(Stored data entries)
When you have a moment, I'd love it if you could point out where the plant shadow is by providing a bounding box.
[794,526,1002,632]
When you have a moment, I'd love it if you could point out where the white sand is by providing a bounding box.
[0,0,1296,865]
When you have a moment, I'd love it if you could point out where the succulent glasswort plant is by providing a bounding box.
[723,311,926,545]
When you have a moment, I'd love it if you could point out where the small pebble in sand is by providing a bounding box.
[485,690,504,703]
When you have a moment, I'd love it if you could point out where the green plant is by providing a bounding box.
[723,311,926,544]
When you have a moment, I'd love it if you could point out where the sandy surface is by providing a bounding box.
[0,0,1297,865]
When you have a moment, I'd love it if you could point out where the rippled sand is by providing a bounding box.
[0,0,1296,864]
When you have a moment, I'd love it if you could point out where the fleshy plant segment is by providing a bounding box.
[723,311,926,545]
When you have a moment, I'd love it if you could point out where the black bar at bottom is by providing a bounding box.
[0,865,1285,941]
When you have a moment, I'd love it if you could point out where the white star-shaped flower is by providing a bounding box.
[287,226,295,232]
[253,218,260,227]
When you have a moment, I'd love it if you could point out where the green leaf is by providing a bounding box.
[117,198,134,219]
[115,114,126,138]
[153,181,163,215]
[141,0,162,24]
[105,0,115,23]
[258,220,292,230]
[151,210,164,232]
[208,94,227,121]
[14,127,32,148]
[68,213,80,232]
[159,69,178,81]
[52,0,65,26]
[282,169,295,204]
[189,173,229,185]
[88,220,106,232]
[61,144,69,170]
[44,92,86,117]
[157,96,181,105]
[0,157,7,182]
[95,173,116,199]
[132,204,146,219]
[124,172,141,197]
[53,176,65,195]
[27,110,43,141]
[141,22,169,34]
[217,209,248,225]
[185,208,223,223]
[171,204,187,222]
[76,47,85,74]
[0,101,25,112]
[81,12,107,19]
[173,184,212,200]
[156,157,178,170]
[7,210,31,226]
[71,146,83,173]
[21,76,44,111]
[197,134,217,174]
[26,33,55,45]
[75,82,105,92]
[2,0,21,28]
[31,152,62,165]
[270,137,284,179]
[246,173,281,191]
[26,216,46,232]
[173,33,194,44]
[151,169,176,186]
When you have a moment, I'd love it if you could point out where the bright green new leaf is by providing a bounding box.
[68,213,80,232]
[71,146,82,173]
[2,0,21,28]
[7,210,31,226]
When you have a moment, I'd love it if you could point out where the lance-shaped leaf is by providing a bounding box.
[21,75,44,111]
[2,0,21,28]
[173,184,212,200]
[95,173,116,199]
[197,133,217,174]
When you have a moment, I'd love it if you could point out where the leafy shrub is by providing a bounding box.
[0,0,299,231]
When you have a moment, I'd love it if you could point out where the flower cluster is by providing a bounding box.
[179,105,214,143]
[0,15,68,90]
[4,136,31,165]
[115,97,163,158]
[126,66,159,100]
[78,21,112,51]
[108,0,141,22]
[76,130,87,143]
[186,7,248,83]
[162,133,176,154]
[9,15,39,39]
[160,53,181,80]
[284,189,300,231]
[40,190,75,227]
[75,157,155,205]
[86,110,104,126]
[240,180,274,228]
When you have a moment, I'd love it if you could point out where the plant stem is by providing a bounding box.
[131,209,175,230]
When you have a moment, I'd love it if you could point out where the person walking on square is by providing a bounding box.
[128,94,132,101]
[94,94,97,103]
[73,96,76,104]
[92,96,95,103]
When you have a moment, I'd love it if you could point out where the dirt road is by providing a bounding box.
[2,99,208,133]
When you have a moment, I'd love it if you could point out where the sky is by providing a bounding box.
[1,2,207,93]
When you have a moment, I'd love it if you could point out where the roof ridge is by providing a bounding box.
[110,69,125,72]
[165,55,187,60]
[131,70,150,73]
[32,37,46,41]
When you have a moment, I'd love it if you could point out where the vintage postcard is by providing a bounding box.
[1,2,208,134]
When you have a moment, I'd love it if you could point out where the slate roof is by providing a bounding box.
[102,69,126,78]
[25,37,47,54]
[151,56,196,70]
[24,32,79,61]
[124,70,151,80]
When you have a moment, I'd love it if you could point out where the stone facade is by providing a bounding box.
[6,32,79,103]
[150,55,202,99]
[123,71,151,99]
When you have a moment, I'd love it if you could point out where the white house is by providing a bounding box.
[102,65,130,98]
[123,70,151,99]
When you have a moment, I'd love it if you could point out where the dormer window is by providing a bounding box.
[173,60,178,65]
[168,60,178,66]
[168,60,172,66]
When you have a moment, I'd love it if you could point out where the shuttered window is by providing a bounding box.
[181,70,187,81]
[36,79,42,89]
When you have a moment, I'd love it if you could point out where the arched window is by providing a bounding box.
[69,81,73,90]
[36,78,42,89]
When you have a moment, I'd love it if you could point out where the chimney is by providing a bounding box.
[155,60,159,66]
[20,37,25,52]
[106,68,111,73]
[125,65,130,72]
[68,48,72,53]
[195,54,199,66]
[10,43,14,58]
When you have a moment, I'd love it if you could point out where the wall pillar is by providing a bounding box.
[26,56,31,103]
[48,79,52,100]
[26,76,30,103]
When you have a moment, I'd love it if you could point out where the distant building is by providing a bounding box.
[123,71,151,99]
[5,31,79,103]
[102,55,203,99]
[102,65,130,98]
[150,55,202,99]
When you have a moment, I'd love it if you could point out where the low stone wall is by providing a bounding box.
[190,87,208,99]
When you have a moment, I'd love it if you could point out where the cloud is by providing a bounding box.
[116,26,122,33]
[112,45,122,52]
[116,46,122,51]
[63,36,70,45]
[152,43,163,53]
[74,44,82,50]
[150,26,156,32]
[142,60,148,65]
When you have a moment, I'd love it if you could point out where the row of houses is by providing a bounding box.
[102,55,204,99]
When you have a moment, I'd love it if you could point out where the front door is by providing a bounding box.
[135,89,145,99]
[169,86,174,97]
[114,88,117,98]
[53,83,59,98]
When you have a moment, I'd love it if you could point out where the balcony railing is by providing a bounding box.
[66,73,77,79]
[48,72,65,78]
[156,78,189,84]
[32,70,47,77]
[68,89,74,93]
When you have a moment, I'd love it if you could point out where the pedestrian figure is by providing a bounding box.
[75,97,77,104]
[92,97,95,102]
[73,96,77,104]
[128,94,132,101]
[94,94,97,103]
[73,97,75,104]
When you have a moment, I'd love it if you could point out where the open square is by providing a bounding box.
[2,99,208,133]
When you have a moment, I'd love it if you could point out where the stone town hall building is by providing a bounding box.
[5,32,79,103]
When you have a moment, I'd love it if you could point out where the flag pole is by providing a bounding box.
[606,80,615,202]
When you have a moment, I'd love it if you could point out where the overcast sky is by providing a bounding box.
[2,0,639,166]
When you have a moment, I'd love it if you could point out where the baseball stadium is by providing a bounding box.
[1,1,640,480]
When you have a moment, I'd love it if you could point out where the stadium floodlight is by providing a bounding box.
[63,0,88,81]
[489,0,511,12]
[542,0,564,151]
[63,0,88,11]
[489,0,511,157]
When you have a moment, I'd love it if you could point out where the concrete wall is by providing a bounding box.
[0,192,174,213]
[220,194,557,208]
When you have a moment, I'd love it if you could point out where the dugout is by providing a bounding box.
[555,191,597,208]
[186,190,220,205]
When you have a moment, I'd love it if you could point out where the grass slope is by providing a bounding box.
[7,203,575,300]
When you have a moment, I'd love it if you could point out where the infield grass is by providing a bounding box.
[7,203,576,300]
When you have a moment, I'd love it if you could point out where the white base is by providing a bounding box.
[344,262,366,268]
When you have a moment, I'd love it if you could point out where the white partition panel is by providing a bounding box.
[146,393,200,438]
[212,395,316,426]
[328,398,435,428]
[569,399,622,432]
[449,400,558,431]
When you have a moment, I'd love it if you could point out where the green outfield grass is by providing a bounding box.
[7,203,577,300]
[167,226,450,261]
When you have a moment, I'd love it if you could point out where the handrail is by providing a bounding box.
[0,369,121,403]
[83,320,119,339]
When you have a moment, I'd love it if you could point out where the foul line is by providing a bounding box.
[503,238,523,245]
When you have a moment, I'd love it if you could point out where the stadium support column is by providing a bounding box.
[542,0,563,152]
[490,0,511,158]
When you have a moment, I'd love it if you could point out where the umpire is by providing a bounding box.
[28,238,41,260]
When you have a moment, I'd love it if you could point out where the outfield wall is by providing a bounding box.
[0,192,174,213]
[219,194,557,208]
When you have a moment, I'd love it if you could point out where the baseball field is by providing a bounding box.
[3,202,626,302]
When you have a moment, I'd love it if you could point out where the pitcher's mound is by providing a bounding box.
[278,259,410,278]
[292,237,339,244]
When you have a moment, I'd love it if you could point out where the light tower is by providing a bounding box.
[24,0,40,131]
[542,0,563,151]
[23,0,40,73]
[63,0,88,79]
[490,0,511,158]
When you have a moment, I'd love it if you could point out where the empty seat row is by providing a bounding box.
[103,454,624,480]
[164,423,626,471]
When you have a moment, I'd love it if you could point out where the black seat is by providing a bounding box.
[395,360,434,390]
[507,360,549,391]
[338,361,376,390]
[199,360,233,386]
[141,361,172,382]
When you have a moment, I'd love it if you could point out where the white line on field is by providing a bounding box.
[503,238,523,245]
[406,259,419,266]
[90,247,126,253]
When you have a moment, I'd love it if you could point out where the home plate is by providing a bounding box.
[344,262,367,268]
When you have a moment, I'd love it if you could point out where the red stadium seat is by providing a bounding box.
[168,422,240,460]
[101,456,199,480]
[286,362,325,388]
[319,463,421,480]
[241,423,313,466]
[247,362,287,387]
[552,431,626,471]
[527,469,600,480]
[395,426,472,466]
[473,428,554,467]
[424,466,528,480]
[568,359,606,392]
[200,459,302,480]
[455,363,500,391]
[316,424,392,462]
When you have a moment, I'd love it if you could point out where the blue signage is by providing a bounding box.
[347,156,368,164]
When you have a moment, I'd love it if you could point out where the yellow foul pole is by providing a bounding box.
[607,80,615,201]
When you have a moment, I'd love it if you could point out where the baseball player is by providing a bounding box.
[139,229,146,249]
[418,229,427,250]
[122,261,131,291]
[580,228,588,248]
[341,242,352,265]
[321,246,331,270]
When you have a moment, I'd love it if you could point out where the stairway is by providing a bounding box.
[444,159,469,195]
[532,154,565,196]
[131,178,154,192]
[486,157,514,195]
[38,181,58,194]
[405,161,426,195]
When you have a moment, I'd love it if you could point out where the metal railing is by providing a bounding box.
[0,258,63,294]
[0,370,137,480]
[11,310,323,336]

• Task instructions:
Nothing but the lines from the one with "metal railing is by providing a bounding box." through the final line of the data above should be output, exactly as written.

• Response to this task:
When you have a moment, I'd love it if you could point out where the metal railing is by providing a bounding box.
[0,258,63,294]
[0,370,137,480]
[11,310,323,336]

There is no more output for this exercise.